▶ **Given text**:
╭──
The Evangelical Methodist Camp has been a ministry of the Evangelical Methodist Church of America for 50 years. The Evangelical Methodist Church purchased the property of the former Boy Scout Camp Chiquetan and dedicated the camp for Christian ministry on July 5, 1975. The camp immediately began to host various youth groups, churches, and family camping activities that summer.
Though the Promised Land Camp of Lancaster County has since expanded, hosting: retreats, family camps, banquets, hymn sings, and conferences, the mission of the camp has remained the same - to proclaim the name of Christ, evangelize the lost, and equip the saints with the Word of the Living God.
1. To glorify God through the edification of Christians by the teaching of God's Word.
2. To develop the young people of our churches for a life of Christian service.
3. To train young people in Christian living by teaching them to feed daily on God's Word and by prayer.
4. To reach unsaved young people by teaching them the necessity of the new birth through faith in the Lord Jesus Christ according to the Word of God.
5. To accomplish similar purposes and spiritual results with adults through recreational camping, Bible conferences, and evangelistic camp meetings.
6. To provide facilities for various church and Sunday School activities in keeping with the general purposes outlined above.
We are delighted to partner with others who share our commitment to the truth of God’s Word and the gospel of Jesus Christ. In order to preserve the unity of purpose and mission of the camp, all groups renting our facilities must affirm our doctrinal statement:
Concerning Scripture: We believe the Bible is the infallible, inspired, inerrant Word of God and has been preserved by Almighty God. We believe that the Scriptures are the sole authority for faith and practice.
Concerning God: The God of the Bible is the infinite and perfect Spirit in whom all things have their founding, support, and completion (Romans 11:36; 1 Corinthians 8:6; Colossians 1:16-17). God has revealed himself to mankind (Exodus 3:14; Isaiah 43:13; 1 Thessalonians 1:9) and He is known by His attributes. The Bible tells us that God is holy, majestic above all of His creation, separate from all that is unclean. He is self existent; infinite, omnipotent, omniscient, omnipresent, eternal, immutable, and incomprehensible. God is perfect, all-wise, the only true God, righteous, faithful, loving, merciful, and gracious. The one true God exists wholly and indivisible, simultaneously and eternally, in three persons: Father, Son, and Holy Spirit. He is three persons in one essence. Each person is forever and equally God, yet each has unique functions.
╰──
▶ **Stated problem A**:
According to the camp page, on what date was the camp dedicated for Christian ministry?
▶ **Stated problem B**:
Transcribe the camp page word for word, starting at "We are delighted" and ending at "faith and practice.".
▶ **Stated problem C**:
Write the next portion of the camp page, picking up after its final sentence.
The data comes from a source unrelated to the camp page.

▶ **Data**:
╭──
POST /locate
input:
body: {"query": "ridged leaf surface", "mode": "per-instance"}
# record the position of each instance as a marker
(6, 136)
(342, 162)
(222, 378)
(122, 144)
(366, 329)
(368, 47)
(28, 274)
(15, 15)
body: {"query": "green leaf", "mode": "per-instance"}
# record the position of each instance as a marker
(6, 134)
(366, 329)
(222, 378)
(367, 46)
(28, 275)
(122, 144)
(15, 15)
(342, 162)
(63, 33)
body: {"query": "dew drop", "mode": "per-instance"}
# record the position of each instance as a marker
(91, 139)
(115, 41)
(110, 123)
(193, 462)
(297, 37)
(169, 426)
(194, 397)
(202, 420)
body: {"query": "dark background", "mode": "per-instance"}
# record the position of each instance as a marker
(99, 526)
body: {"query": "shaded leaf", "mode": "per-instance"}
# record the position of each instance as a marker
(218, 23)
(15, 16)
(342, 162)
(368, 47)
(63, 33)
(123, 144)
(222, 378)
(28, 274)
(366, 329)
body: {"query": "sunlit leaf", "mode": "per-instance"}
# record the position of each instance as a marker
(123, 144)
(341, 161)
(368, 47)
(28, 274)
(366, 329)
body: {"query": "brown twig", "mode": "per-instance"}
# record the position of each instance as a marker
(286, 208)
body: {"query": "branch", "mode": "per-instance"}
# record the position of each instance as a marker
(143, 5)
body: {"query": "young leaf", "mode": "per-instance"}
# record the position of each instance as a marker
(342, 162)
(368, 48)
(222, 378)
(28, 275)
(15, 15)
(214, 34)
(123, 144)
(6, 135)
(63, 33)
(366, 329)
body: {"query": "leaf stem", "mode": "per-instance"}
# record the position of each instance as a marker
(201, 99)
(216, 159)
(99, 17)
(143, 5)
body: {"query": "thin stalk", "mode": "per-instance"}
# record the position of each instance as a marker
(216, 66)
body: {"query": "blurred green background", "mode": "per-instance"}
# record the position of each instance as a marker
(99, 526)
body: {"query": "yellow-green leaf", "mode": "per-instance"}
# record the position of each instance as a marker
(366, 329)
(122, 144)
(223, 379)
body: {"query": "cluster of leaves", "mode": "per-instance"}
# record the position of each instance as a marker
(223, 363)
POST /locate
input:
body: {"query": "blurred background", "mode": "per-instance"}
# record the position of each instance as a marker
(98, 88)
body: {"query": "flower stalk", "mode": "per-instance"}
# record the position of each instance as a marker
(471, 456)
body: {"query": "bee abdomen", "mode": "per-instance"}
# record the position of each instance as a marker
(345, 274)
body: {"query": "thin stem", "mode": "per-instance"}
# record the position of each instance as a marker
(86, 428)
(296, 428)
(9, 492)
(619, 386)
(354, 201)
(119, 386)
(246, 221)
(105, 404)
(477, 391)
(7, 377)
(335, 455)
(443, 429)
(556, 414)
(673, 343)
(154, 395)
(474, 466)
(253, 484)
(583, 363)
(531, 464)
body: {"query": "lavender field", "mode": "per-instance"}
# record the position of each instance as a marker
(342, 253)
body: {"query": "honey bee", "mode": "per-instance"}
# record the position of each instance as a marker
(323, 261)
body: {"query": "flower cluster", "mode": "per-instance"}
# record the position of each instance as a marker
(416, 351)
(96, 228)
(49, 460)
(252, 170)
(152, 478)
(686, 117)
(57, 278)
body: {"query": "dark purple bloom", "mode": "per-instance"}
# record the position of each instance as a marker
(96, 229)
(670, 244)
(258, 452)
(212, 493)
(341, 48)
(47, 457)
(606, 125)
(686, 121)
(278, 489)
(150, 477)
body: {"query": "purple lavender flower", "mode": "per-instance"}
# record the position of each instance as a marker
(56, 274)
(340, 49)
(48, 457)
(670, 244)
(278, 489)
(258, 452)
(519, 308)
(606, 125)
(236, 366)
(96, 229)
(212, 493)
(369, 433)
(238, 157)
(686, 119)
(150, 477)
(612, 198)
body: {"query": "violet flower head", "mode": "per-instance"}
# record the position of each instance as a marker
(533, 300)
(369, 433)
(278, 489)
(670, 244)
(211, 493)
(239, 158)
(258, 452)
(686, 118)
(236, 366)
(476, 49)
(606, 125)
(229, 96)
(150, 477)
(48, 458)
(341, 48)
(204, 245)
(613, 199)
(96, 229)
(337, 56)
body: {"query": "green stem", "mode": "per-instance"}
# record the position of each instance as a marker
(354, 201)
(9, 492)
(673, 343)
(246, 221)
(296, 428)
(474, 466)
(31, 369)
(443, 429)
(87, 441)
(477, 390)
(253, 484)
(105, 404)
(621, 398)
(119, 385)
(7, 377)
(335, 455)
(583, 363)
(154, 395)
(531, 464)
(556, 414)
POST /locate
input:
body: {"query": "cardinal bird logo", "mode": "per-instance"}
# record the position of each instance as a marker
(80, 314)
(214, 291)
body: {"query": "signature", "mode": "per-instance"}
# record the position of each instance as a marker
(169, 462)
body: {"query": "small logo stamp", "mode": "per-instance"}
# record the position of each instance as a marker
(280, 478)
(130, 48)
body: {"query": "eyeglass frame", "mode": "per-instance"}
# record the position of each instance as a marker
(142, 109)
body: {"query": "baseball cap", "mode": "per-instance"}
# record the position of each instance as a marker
╰──
▶ **Response A**:
July 5, 1975

▶ **Response B**:
We are delighted to partner with others who share our commitment to the truth of God’s Word and the gospel of Jesus Christ. In order to preserve the unity of purpose and mission of the camp, all groups renting our facilities must affirm our doctrinal statement:
Concerning Scripture: We believe the Bible is the infallible, inspired, inerrant Word of God and has been preserved by Almighty God. We believe that the Scriptures are the sole authority for faith and practice.

▶ **Response C**:
The Sovereign God is the Creator of all. He freely and wisely directs all things and events in accordance to His perfect will for His glory alone. He spoke all of creation into existence out of nothing (Hebrews 11:3) in six literal, twenty-four hour days.
Concerning Jesus Christ: We believe that Jesus Christ is the Son of God (John 5:17-18, 10:36). He is the second-member of the Godhead. As God the Son, He is co-equal (John 10:30) and co-eternal (John 8:58) with the Father. The eternal Son took man’s nature upon himself in the womb of the virgin (Matthew 1:23; Isaiah 7:14), and He was conceived of the Holy Spirit, so that He was, and still is, sinless (Hebrews 4:15, 13:8; Matthew 1:20).
In the person of Jesus Christ, God and man have been forever joined together into one person (Philippians 2:5-8) having two whole and perfect natures, never to be divided, who is one Christ. Jesus was crucified, dead, and buried, to reconcile to His Father a people whom He redeemed through the shedding of His precious blood. Jesus kept the divine law perfectly on their behalf by His personal obedience. His death on the cross was a once-for-all time substitutionary sacrifice that fully satisfied God’s wrath toward repentant sinners.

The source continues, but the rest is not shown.